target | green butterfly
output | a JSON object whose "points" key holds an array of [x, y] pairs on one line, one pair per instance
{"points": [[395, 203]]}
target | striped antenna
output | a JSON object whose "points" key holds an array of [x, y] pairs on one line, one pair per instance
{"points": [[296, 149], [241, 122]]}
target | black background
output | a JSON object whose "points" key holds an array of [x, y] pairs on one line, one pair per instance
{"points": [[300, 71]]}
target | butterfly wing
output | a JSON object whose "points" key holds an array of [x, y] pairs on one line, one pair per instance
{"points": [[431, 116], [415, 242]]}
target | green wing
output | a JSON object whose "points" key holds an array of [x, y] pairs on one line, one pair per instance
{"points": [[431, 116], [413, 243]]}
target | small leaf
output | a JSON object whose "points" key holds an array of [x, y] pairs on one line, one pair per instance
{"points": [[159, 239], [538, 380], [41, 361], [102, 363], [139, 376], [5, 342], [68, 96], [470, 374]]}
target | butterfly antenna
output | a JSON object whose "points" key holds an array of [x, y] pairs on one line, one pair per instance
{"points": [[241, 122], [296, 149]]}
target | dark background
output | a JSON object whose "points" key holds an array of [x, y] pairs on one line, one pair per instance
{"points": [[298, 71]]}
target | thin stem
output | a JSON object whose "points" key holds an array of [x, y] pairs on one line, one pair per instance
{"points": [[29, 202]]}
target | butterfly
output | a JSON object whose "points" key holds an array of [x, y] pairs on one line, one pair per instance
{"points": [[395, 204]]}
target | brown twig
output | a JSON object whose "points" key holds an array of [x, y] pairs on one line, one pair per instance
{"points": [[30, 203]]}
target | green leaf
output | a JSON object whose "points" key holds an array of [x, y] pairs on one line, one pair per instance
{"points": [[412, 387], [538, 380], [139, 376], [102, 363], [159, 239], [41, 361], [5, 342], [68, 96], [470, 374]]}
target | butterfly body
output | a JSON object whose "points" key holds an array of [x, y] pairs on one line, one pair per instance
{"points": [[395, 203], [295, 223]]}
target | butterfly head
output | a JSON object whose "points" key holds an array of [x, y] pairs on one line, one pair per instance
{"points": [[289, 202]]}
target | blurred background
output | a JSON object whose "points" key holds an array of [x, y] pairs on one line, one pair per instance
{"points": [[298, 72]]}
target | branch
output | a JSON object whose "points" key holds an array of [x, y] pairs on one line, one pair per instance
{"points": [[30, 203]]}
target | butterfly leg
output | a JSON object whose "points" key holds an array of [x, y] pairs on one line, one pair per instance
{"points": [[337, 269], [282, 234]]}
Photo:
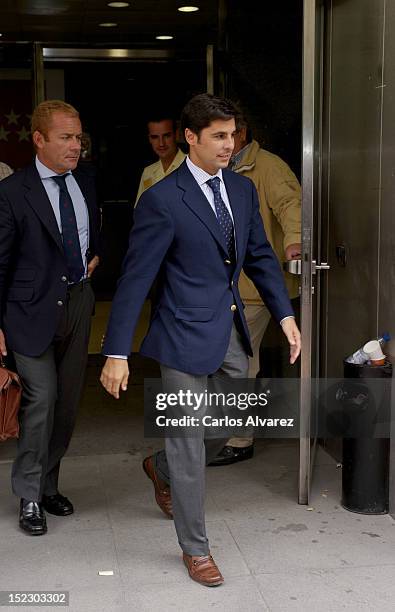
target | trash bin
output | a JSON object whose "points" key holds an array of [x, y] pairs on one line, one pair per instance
{"points": [[365, 473]]}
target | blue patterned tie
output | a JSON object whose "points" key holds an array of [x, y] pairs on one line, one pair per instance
{"points": [[223, 216], [71, 241]]}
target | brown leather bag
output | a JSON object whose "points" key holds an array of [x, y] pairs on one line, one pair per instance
{"points": [[10, 400]]}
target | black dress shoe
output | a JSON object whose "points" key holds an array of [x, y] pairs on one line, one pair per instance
{"points": [[233, 454], [57, 504], [32, 517]]}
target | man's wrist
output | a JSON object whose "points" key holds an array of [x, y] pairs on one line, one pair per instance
{"points": [[285, 319]]}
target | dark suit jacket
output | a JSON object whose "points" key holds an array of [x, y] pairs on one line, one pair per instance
{"points": [[176, 230], [32, 263]]}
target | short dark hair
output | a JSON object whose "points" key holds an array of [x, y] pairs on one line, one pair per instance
{"points": [[204, 108]]}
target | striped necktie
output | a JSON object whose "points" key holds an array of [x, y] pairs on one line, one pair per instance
{"points": [[223, 216], [71, 241]]}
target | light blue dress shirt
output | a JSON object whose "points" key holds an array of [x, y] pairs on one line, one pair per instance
{"points": [[80, 207]]}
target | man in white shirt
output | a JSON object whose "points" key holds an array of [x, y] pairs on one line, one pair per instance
{"points": [[162, 135], [200, 225]]}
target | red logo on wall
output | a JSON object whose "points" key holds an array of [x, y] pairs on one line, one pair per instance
{"points": [[16, 147]]}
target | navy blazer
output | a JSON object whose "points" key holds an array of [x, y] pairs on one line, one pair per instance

_EXERCISE REQUIREMENTS_. Restate the whole listing above exactly, please, omitting every image.

_SOLUTION TO THIS PROBLEM_.
target | green butterfly
output | a JSON object whose "points" key holds an array of [x, y] pairs on one line, one pair per instance
{"points": [[395, 203]]}
target | striped antenna
output | a JSON object whose "points" key holds an array of [x, y] pairs on one line, one pair per instance
{"points": [[296, 149], [241, 122]]}
target | black background
output | a JSON object whose "points" key holds an array of [x, y] pairs on one line, one pair per instance
{"points": [[300, 71]]}
target | butterfly wing
output | a JSON object whose "points" key holds an array of [x, y] pairs on one line, one pair per instance
{"points": [[431, 116], [415, 242]]}
target | green wing
output | a JSON object whose "points" key holds an array of [x, y] pairs on one line, one pair per instance
{"points": [[431, 116], [413, 243]]}
target | small leaf
output | a JSON object whose "points" key holds an array of [x, y] pairs on one line, one pair per instance
{"points": [[159, 239], [538, 380], [41, 361], [102, 363], [139, 376], [5, 342], [68, 96], [470, 374]]}
target | butterfly antenna
output | a JSON object whose "points" key holds an array of [x, y] pairs on one line, one pair per instance
{"points": [[241, 122], [296, 149]]}
target | dark background
output | a JSON object whose "points" key holds an array of [x, y] pairs on one line, one pair per instance
{"points": [[298, 71]]}
target | thin stem
output | a JSON object whose "points" key holds an array of [x, y] pairs on one line, one pair per instance
{"points": [[29, 202]]}
target | butterfly
output | a JSON object whose "points" key holds an array of [x, y] pairs on one line, one pair per instance
{"points": [[395, 204]]}
target | brown twig
output | a JSON object whose "points" key holds an array of [x, y] pairs on one line, one pair per instance
{"points": [[30, 203]]}
target | green leaf
output | a JSON object whose "points" key holds an array of [x, y] pairs on one line, one pair per instance
{"points": [[412, 387], [538, 380], [139, 376], [102, 363], [159, 239], [41, 361], [5, 342], [68, 96], [470, 374]]}
target | butterfly body
output | a JSON object whose "points" key holds an array of [x, y] pairs on one line, one pair per instance
{"points": [[395, 203], [295, 223]]}
target | butterfly head
output | a JSON object whose "points" key holds an array of [x, y] pairs on one line, one pair per instance
{"points": [[289, 202]]}
target | blurred background
output | a JSON object whose "points" key holds an array of [x, y] pairs on one line, one pair per instance
{"points": [[298, 72]]}
target | branch
output | a JSON object whose "points" key holds an array of [x, y] pairs on one line, one pair per instance
{"points": [[30, 203]]}
target | butterfly leg
output | a JSON object whose "points" key holds an array of [x, y] pairs on one line, one pair per instance
{"points": [[337, 269], [282, 234]]}
Photo:
target | trash bin
output | a JSON object whose "points" key holds an array of [x, y] pairs on one line, one pair per instance
{"points": [[365, 473]]}
target | blue patterned tie
output | a JSON object whose "points" key holds an array of [x, y] pairs on one line, one pair per instance
{"points": [[223, 216], [71, 241]]}
target | brown leather bag
output | a JSON object whose "points" key holds an array of [x, y] pairs on one line, one pair per instance
{"points": [[10, 400]]}
target | black dress shoe
output | a JSON object whose "points" key holds an array of [x, y] pairs on one line, one pair per instance
{"points": [[233, 454], [57, 504], [32, 517]]}
target | man's wrist
output | a JSON object whose "points" key holds an array of [x, y] pairs on one line, one pair per instance
{"points": [[285, 319]]}
target | dark suit jacket
output | a JSON object whose "points" key holds an array of [x, y] pairs on one line, one pair per instance
{"points": [[176, 230], [32, 263]]}
target | short dark hair
output | a JSON object whose "points" key holds an array of [x, y] pairs on one line, one pair per instance
{"points": [[204, 108]]}
target | striped necktie
output | a JSON object whose "points" key holds an array of [x, y] pairs on one line, one pair per instance
{"points": [[223, 216], [71, 241]]}
target | light blue dress shirt
output | a JSON object whose "points" key holds an array of [x, y] pairs on one line, one pair per instance
{"points": [[80, 207]]}
target | man in white shirt
output | a JSON object whose "points" key holds an array of [x, y] pairs on one line, one pair per instance
{"points": [[162, 135], [200, 225]]}
target | red logo on wall
output | a JSON object whose "points" key holds an array of [x, y] pairs on one line, one pair per instance
{"points": [[16, 147]]}
target | navy blazer
output | a JSON object whose "points" key holds an array of [x, y] pairs on one line, one pair per instance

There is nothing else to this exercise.